A run of records
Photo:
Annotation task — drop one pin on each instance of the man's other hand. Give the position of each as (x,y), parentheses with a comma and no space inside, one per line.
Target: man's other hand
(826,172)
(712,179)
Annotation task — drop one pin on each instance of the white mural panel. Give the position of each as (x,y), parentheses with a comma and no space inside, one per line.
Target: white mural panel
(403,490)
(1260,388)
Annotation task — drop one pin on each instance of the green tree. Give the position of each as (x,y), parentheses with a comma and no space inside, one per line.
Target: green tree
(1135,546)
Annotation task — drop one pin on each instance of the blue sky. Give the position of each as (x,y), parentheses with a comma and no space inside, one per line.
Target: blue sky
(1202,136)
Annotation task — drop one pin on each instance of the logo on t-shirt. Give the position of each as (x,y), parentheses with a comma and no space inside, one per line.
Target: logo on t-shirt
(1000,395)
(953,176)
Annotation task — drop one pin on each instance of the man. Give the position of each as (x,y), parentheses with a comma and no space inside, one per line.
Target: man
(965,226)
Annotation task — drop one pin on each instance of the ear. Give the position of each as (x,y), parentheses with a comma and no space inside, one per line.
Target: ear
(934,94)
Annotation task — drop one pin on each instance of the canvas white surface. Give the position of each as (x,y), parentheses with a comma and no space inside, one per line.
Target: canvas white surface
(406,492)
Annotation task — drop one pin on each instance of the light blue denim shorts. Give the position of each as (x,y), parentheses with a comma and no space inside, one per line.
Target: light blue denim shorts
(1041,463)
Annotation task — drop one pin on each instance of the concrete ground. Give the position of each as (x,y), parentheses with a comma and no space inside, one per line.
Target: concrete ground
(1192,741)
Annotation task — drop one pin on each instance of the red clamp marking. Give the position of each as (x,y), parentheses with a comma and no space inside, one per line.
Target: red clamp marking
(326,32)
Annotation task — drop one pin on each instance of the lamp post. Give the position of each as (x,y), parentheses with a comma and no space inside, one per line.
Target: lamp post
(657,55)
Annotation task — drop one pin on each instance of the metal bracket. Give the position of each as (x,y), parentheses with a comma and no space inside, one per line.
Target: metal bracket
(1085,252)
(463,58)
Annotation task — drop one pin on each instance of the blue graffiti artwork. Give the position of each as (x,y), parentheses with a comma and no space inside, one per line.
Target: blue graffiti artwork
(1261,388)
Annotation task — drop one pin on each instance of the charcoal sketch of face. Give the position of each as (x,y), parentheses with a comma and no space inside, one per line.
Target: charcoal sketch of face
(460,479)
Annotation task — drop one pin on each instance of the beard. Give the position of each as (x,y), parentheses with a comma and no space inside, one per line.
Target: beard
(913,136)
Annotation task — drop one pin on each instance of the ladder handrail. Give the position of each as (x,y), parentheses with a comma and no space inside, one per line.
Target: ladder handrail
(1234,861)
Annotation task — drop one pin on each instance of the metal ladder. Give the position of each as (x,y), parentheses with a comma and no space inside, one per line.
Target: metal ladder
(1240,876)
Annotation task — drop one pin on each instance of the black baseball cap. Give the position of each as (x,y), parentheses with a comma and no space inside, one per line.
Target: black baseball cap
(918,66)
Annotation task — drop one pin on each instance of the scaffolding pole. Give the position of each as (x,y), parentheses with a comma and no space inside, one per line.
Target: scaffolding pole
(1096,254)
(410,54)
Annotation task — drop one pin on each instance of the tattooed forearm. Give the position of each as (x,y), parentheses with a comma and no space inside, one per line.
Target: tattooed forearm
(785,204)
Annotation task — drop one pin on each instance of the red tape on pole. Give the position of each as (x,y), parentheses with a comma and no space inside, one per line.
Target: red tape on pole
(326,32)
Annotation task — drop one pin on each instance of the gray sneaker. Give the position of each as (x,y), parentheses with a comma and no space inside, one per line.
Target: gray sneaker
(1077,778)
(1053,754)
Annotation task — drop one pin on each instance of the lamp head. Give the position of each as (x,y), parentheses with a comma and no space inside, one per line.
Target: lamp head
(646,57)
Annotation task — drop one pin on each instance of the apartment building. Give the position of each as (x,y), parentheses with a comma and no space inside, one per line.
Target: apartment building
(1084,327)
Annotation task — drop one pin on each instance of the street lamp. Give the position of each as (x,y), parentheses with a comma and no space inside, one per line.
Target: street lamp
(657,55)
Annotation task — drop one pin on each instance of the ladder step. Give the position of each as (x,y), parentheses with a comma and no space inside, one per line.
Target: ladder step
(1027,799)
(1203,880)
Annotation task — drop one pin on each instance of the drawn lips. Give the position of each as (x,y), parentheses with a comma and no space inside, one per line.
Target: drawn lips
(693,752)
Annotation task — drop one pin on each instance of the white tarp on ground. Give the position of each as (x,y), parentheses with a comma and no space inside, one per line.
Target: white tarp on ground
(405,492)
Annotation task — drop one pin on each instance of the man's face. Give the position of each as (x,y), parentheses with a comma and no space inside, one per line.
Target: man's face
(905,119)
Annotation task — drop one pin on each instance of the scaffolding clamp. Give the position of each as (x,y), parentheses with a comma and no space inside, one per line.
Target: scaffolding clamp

**WHAT YOU SHOULD DO:**
Write out exactly the lines of the entries above that run from the line containing "of the gray" through the last line, including both.

**SOLUTION FOR THIS TASK:**
Annotation task — drop one pin on each instance of the gray sneaker. Give the position of each as (x,y), parentheses with a comma and no space inside, one per line.
Target: gray sneaker
(1077,778)
(1053,754)
Annotation task — drop one pin on each instance of the lamp head. Give the position of each as (x,y), parentheses with a comma and no space inside, one per line.
Target: lamp head
(646,57)
Annotation task — drop one pin on each instance of the apartment building. Give the position of each as (x,y), parentheses with a comma and no space inside, one per line.
Target: apartment building
(1084,327)
Annotation task — drop one pin on each instance of the street lamp. Give the position of each as (x,y), parentheses with a comma and no space inside, one per line.
Target: street lamp
(657,55)
Annotation task — drop one pin on each instance of the ladder step. Give the position of each as (x,y), parentheses with a comma and no space inside, one per line.
Target: ladder step
(1027,799)
(1203,880)
Annotation task — drop one pin on each instance of the drawn lips. Give the position of each as (x,y), parentheses with a comma and no space inside, one per line.
Target: drawn lips
(693,752)
Annotation task — drop one pin on each instance of the white tarp on ground. Give the position of each as (x,y), parentheses with a comma and no space inside, one per line.
Target: white tarp on ground
(405,492)
Annotation task — drop one pin on each instance of the man's face. Give the position of each as (x,y), parentheses with a comma and no space inside, one per line.
Target: man's face
(905,119)
Annotation task — drop one pin on each instance of the scaffolding clamp. Give the position of each as (x,y), parentheses with a comma and no space inside, one per line.
Target: scaffolding clamp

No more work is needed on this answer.